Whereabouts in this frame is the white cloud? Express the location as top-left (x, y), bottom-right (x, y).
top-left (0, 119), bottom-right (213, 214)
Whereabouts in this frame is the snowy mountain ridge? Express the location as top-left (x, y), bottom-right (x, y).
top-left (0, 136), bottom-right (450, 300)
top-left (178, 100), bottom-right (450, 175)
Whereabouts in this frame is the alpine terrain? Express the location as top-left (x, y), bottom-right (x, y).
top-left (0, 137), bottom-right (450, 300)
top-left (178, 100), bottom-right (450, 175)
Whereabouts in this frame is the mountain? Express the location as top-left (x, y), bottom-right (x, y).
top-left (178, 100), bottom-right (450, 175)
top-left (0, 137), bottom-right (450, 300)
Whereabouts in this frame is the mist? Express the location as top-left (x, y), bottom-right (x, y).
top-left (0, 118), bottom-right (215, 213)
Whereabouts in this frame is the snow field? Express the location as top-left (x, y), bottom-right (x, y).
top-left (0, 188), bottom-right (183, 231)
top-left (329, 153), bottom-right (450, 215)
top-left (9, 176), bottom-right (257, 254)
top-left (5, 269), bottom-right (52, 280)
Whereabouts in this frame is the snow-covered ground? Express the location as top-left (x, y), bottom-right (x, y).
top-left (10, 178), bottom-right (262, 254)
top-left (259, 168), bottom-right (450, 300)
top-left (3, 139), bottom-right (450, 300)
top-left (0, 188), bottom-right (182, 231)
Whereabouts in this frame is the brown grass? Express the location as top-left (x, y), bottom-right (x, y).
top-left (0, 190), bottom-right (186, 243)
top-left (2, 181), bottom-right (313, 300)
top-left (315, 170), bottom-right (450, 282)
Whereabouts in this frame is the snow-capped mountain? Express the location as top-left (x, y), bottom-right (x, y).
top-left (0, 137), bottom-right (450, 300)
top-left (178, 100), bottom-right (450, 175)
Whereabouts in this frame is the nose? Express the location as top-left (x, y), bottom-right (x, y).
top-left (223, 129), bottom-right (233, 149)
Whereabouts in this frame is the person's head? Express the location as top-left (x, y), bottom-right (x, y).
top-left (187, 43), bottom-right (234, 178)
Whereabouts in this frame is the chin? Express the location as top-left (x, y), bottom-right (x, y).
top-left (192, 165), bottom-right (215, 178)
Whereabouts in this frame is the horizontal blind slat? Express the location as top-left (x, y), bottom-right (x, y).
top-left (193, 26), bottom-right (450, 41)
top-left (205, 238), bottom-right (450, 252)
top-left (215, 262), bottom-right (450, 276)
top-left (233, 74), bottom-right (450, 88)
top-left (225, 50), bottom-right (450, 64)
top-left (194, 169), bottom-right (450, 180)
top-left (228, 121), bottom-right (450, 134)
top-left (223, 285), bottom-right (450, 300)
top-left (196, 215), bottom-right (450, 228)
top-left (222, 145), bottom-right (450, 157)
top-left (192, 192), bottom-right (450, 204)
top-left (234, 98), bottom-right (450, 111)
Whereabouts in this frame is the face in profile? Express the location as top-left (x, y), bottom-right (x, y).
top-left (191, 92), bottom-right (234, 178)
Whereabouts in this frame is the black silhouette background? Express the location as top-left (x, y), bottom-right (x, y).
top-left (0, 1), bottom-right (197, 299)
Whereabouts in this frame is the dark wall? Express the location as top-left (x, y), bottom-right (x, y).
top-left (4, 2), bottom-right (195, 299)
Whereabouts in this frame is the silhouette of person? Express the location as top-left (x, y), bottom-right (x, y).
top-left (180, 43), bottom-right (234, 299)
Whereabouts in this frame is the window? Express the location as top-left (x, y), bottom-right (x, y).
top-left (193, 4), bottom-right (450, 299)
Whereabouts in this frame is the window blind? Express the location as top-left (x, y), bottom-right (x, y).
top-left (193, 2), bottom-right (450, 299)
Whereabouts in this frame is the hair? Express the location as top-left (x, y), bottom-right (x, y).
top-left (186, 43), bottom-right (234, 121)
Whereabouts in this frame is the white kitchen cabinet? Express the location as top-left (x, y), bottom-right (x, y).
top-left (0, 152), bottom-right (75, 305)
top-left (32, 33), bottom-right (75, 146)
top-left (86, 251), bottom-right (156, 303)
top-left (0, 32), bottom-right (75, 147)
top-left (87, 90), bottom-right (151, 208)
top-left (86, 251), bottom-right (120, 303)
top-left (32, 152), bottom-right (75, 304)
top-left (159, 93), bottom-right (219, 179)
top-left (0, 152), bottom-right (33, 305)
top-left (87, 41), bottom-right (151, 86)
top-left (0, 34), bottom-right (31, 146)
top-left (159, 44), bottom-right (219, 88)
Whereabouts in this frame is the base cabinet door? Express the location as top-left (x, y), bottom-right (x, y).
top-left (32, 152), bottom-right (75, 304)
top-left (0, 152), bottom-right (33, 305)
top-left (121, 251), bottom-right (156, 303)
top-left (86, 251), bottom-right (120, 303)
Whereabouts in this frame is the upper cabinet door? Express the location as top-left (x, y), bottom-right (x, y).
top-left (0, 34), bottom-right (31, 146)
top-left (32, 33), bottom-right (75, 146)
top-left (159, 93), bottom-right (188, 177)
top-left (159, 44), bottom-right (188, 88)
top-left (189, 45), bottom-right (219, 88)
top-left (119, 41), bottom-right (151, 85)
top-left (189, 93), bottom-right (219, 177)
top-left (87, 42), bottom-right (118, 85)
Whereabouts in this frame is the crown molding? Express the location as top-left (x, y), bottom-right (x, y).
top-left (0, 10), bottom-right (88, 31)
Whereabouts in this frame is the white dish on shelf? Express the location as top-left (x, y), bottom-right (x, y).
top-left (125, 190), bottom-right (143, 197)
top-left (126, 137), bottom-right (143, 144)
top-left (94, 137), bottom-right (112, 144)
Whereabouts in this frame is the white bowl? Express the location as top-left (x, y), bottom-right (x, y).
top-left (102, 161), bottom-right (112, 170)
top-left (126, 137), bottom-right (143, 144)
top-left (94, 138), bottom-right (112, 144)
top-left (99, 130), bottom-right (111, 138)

◆ **CONSIGNE**
Mettez à jour l'ensemble du matériel ci-dessus en remplaçant « Whereabouts in this frame is » par « Where in this image is ». Ne modifiez rien d'autre.

◆ **RÉSULTAT OBTENU**
Where in this image is the white cloud? Express the location as top-left (x, y), bottom-right (x, y).
top-left (0, 119), bottom-right (213, 214)
Where in this image is the snowy mountain ridge? Express the location as top-left (x, y), bottom-right (x, y).
top-left (0, 136), bottom-right (450, 300)
top-left (178, 100), bottom-right (450, 175)
Where in this image is the alpine terrain? Express the location as top-left (x, y), bottom-right (x, y).
top-left (0, 137), bottom-right (450, 300)
top-left (178, 100), bottom-right (450, 175)
Where in this image is the mountain? Express the location as top-left (x, y), bottom-right (x, y).
top-left (178, 100), bottom-right (450, 175)
top-left (0, 137), bottom-right (450, 300)
Where in this image is the mist? Express the location as top-left (x, y), bottom-right (x, y).
top-left (0, 118), bottom-right (215, 213)
Where in this image is the snow field? Express the location as top-left (x, y), bottom-right (x, y).
top-left (0, 188), bottom-right (183, 231)
top-left (329, 153), bottom-right (450, 215)
top-left (9, 176), bottom-right (257, 254)
top-left (5, 269), bottom-right (52, 280)
Where in this image is the snow-covered ground? Express the location as top-left (x, y), bottom-right (x, y).
top-left (10, 178), bottom-right (262, 254)
top-left (259, 168), bottom-right (450, 300)
top-left (3, 139), bottom-right (450, 300)
top-left (0, 188), bottom-right (182, 231)
Where in this image is the brown grass? Express the location as top-left (x, y), bottom-right (x, y).
top-left (0, 190), bottom-right (186, 243)
top-left (2, 181), bottom-right (313, 300)
top-left (315, 170), bottom-right (450, 282)
Where in this image is the snow-capped mountain? Express the location as top-left (x, y), bottom-right (x, y).
top-left (0, 137), bottom-right (450, 300)
top-left (178, 100), bottom-right (450, 175)
Where in this image is the nose? Express the location as top-left (x, y), bottom-right (x, y).
top-left (223, 129), bottom-right (233, 149)
Where in this image is the person's head? Express the location as top-left (x, y), bottom-right (x, y).
top-left (187, 43), bottom-right (234, 178)
Where in this image is the chin? Express the location as top-left (x, y), bottom-right (x, y).
top-left (192, 165), bottom-right (215, 178)
Where in this image is the horizontal blind slat? Express the location as top-left (x, y), bottom-right (x, y).
top-left (193, 26), bottom-right (450, 41)
top-left (205, 238), bottom-right (450, 252)
top-left (215, 262), bottom-right (450, 276)
top-left (233, 74), bottom-right (450, 88)
top-left (225, 50), bottom-right (450, 64)
top-left (194, 169), bottom-right (450, 180)
top-left (228, 121), bottom-right (450, 134)
top-left (223, 285), bottom-right (450, 300)
top-left (196, 215), bottom-right (450, 228)
top-left (222, 145), bottom-right (450, 157)
top-left (192, 192), bottom-right (450, 204)
top-left (234, 98), bottom-right (450, 111)
Where in this image is the face in profile? Express the location as top-left (x, y), bottom-right (x, y).
top-left (191, 92), bottom-right (234, 178)
Where in this image is the black silhouette background? Express the location as top-left (x, y), bottom-right (x, y).
top-left (0, 1), bottom-right (197, 299)
Where in this image is the dark wall? Express the location as top-left (x, y), bottom-right (x, y).
top-left (4, 2), bottom-right (195, 299)
Where in this image is the silhouette of person? Express the location as top-left (x, y), bottom-right (x, y).
top-left (180, 43), bottom-right (234, 299)
Where in this image is the window? Express the location as top-left (x, y), bottom-right (x, y).
top-left (193, 4), bottom-right (450, 299)
Where in this image is the window blind? Express the location as top-left (x, y), bottom-right (x, y).
top-left (193, 2), bottom-right (450, 299)
Where in this image is the hair? Express the location as top-left (x, y), bottom-right (x, y).
top-left (186, 43), bottom-right (234, 121)
Where in this image is the white kitchen cabinet? Express the location as top-left (x, y), bottom-right (x, y).
top-left (0, 152), bottom-right (75, 305)
top-left (32, 33), bottom-right (75, 146)
top-left (86, 251), bottom-right (156, 303)
top-left (0, 32), bottom-right (75, 147)
top-left (87, 90), bottom-right (151, 208)
top-left (86, 251), bottom-right (120, 303)
top-left (32, 152), bottom-right (75, 304)
top-left (159, 93), bottom-right (219, 179)
top-left (0, 152), bottom-right (33, 305)
top-left (87, 41), bottom-right (151, 86)
top-left (0, 34), bottom-right (31, 146)
top-left (159, 44), bottom-right (219, 88)
Where in this image is the base cabinet door? Express the location as top-left (x, y), bottom-right (x, y).
top-left (32, 152), bottom-right (75, 304)
top-left (0, 152), bottom-right (33, 305)
top-left (121, 251), bottom-right (156, 303)
top-left (86, 251), bottom-right (120, 303)
Where in this image is the upper cabinet door? Express the location as top-left (x, y), bottom-right (x, y).
top-left (0, 34), bottom-right (31, 146)
top-left (32, 33), bottom-right (75, 146)
top-left (159, 93), bottom-right (188, 177)
top-left (159, 44), bottom-right (188, 88)
top-left (189, 45), bottom-right (219, 88)
top-left (119, 41), bottom-right (151, 85)
top-left (189, 93), bottom-right (219, 177)
top-left (87, 42), bottom-right (118, 85)
Where in this image is the crown molding? Express the location as top-left (x, y), bottom-right (x, y).
top-left (0, 10), bottom-right (88, 31)
Where in this image is the white dish on shelf? Express the location as top-left (x, y), bottom-right (x, y).
top-left (125, 190), bottom-right (143, 197)
top-left (126, 137), bottom-right (143, 144)
top-left (94, 137), bottom-right (112, 144)
Where in this image is the white bowl? Express the location as top-left (x, y), bottom-right (x, y).
top-left (102, 161), bottom-right (112, 170)
top-left (126, 137), bottom-right (143, 144)
top-left (94, 138), bottom-right (112, 144)
top-left (99, 130), bottom-right (111, 138)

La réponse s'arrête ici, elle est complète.